Input records —
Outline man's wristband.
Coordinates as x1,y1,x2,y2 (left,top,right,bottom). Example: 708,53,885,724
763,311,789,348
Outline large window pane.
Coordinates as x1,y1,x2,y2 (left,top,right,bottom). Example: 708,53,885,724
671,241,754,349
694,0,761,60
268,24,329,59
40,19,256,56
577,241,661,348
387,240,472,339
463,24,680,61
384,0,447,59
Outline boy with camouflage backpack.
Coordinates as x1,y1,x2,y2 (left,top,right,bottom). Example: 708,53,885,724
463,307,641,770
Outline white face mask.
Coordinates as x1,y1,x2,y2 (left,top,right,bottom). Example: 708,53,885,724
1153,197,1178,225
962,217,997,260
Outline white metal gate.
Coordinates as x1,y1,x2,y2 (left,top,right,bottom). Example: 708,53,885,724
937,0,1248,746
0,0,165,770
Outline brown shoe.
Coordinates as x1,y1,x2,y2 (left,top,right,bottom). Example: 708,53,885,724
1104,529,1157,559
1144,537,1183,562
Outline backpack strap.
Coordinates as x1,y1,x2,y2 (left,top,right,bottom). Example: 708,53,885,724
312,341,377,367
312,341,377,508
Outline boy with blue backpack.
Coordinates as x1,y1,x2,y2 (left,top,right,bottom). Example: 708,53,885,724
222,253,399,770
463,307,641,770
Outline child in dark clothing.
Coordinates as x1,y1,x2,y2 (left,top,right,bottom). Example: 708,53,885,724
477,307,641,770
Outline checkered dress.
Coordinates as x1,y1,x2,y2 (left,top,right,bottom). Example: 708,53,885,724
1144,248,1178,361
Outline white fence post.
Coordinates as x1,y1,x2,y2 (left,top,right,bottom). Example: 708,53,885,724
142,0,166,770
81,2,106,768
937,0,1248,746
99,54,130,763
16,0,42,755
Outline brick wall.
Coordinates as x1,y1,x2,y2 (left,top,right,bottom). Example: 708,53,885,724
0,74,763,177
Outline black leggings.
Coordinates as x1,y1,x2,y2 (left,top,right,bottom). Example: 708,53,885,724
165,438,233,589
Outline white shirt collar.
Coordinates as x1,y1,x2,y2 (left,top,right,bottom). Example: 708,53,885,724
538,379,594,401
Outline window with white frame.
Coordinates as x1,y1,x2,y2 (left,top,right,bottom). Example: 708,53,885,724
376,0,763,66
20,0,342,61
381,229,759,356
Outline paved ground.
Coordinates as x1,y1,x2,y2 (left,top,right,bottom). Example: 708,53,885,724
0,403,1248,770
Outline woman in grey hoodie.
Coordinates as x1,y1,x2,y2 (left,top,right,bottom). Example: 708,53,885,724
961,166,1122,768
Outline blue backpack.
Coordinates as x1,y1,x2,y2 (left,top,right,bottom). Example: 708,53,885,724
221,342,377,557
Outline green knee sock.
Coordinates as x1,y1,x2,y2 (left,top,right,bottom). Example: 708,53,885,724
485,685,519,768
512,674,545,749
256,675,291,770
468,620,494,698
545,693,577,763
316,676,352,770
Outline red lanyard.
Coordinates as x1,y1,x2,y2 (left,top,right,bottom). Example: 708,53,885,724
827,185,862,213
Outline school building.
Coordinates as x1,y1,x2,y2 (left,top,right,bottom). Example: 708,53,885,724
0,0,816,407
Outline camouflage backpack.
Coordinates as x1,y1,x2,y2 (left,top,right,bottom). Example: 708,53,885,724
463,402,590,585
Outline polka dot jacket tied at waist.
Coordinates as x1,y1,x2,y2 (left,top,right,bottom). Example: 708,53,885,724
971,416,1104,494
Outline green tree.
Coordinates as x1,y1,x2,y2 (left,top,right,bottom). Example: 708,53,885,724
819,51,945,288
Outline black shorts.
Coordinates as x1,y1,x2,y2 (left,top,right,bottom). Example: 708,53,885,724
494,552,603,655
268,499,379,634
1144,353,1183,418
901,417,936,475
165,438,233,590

Task directions —
Lay out every entry above as a numbered list, one line per item, leaving out any blank lines.

Output —
1. Outline man's wristband.
2. Coordinates as x1,y1,x2,y2 (left,top,right,bottom). Example: 708,53,885,724
3. 763,311,789,348
4. Outline large window pane.
5. Coordinates as x1,y1,x2,y2 (left,top,right,bottom). Example: 708,53,885,724
6. 671,241,754,349
7. 694,0,761,60
8. 268,24,329,59
9. 40,19,256,56
10. 577,241,661,348
11. 387,240,472,339
12. 463,24,680,61
13. 384,0,447,59
14. Outline boy with camouflage backpack.
15. Coordinates as x1,y1,x2,y2 (left,top,right,bottom). Example: 708,53,885,724
16. 463,307,641,770
17. Outline white face mask.
18. Coordinates as x1,y1,x2,y2 (left,top,right,bottom). Example: 708,53,885,724
19. 1153,197,1178,225
20. 962,217,997,260
21. Outline white metal gate.
22. Coordinates as x1,y1,x2,y2 (left,top,right,bottom). Example: 708,53,885,724
23. 937,0,1248,746
24. 0,0,165,770
25. Outline brown shoe.
26. Coordinates as x1,y1,x2,y2 (left,top,right,bottom). Example: 708,53,885,724
27. 1104,529,1157,559
28. 1144,537,1183,562
29. Outline backpack strap.
30. Coordinates as x1,y1,x2,y2 (left,top,right,bottom). Example: 708,53,885,724
31. 312,341,377,367
32. 312,341,377,508
33. Outline boy with blue backpack.
34. Coordinates as x1,y1,x2,y2 (left,top,right,bottom). Example: 708,53,885,724
35. 222,253,399,770
36. 463,307,641,770
37. Outline child in dark clothing.
38. Coordinates as x1,y1,x2,y2 (left,top,right,bottom). Example: 708,53,885,724
39. 477,307,641,770
40. Outline checkered dress.
41. Coordinates as x1,y1,x2,y2 (left,top,right,bottom). Example: 708,53,885,724
42. 1144,248,1178,361
43. Outline white fence post.
44. Coordinates as x1,y1,x2,y2 (left,top,right,bottom). Example: 708,53,885,724
45. 142,0,166,770
46. 81,2,106,768
47. 937,0,1248,746
48. 99,54,130,763
49. 16,0,42,755
50. Outline brick wall.
51. Coordinates as x1,y1,x2,y2 (left,top,right,bottom). Example: 708,53,885,724
52. 0,74,763,177
53. Outline black leggings.
54. Coordinates as x1,y1,x2,y2 (left,top,right,bottom). Example: 708,53,885,724
55. 165,438,233,589
56. Outline white shirt collar.
57. Coordinates as x1,y1,x2,y2 (left,top,right,bottom). Example: 708,53,885,724
58. 538,379,594,401
59. Outline window with white frame.
60. Coordinates as x1,y1,x2,y2 (left,top,right,bottom). Example: 708,53,885,724
61. 376,0,763,66
62. 20,0,342,61
63. 381,229,759,356
64. Outline paved ground.
65. Coordinates as x1,y1,x2,y2 (left,top,right,bottom). Example: 708,53,885,724
66. 0,403,1248,770
67. Outline woman in grey hoodie.
68. Coordinates as x1,y1,x2,y2 (left,top,right,bottom). Example: 708,53,885,724
69. 961,166,1122,768
70. Outline blue backpack.
71. Coordinates as x1,y1,x2,y2 (left,top,right,bottom). Example: 708,53,885,724
72. 221,342,377,557
73. Outline green knee sock.
74. Coordinates as x1,y1,x2,y2 (left,top,right,bottom). Example: 708,53,885,724
75. 485,685,519,768
76. 512,674,545,749
77. 256,675,291,770
78. 468,620,494,698
79. 545,693,577,763
80. 316,676,352,770
81. Outline red lanyard.
82. Coordinates as x1,y1,x2,y2 (left,top,right,bottom). Example: 708,53,885,724
83. 827,185,862,213
84. Outline school building.
85. Coordinates as x1,y1,x2,y2 (left,top,right,bottom). Example: 708,53,885,724
86. 0,0,816,407
87. Outline camouflage backpack.
88. Coordinates as x1,y1,x2,y2 (left,top,right,bottom). Example: 708,53,885,724
89. 463,402,590,585
90. Outline polka dot jacket tied at waist.
91. Coordinates as x1,y1,x2,y2 (left,top,right,bottom). Example: 708,53,885,724
92. 971,416,1104,494
93. Outline green tree.
94. Coordinates as x1,y1,x2,y2 (left,top,right,bottom). Example: 708,53,885,724
95. 819,51,945,288
96. Outline black shorts.
97. Coordinates as x1,y1,x2,y2 (left,top,right,bottom). Example: 708,53,885,724
98. 494,552,603,655
99. 268,499,379,634
100. 1144,353,1183,418
101. 901,417,936,475
102. 165,438,233,590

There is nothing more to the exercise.